▶ WORK INSTRUCTIONS: Rewrite the rows below with "willow tree" changed to "weeping willow" and everything else kept the same. Leave out the pictures.
━━━
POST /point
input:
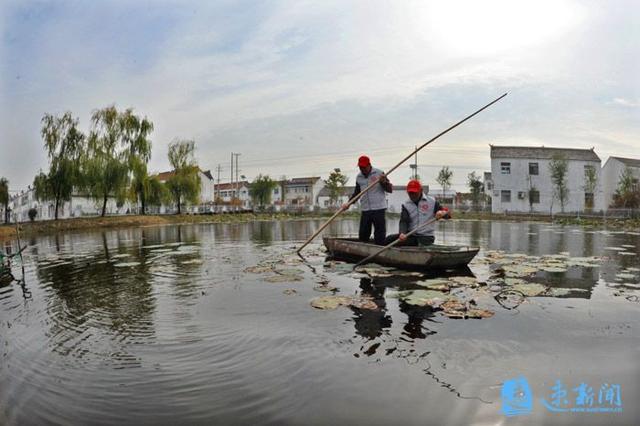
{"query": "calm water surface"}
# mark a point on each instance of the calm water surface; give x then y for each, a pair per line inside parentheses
(161, 325)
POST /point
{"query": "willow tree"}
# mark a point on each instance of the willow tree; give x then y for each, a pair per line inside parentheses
(118, 148)
(335, 185)
(558, 169)
(184, 183)
(65, 145)
(4, 198)
(260, 190)
(476, 187)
━━━
▶ FULL ANSWER:
POST /point
input:
{"query": "calm water surface"}
# mark a point on each instance of the calm water surface; give x then y for each, a pair per line inside parentheses
(161, 325)
POST /point
{"query": "weeping willow"}
# mark a point on each instance of the weeping willow; give x then y for each, a pair per line inside parentheses
(118, 148)
(335, 185)
(558, 169)
(184, 183)
(65, 145)
(4, 198)
(260, 190)
(476, 187)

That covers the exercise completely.